Task instructions:
All of the data that follows is to be printed exactly, without pictures.

Working data:
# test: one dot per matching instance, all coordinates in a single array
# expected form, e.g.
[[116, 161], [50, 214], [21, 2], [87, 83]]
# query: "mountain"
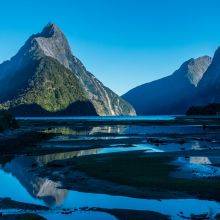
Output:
[[44, 77], [172, 94], [209, 86]]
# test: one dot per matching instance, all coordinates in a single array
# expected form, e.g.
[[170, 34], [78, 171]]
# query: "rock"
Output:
[[45, 78]]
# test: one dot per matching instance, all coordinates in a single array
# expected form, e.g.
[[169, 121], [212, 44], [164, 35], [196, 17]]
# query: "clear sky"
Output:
[[124, 43]]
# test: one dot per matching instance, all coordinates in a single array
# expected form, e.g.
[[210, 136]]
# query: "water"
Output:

Answer for the task:
# test: one dot per matching instance, all coordinates in a single array
# expected form, e.g.
[[116, 161], [50, 214], [21, 2], [87, 83]]
# query: "mountain"
Output:
[[44, 77], [172, 94], [209, 86]]
# test: one dot per matching instance, all coordinates in a single array
# expected form, e.g.
[[170, 34], [78, 171]]
# query: "rock"
Output:
[[45, 78]]
# test: one dot per matching instance, all coordinates in a single array
# expected form, e.g.
[[169, 121], [212, 44], [164, 35], [196, 17]]
# query: "clear sky"
Output:
[[124, 43]]
# test: one dot per matching instance, all coordinates in a single array
# expected form, e.g.
[[210, 136]]
# query: "water"
Output:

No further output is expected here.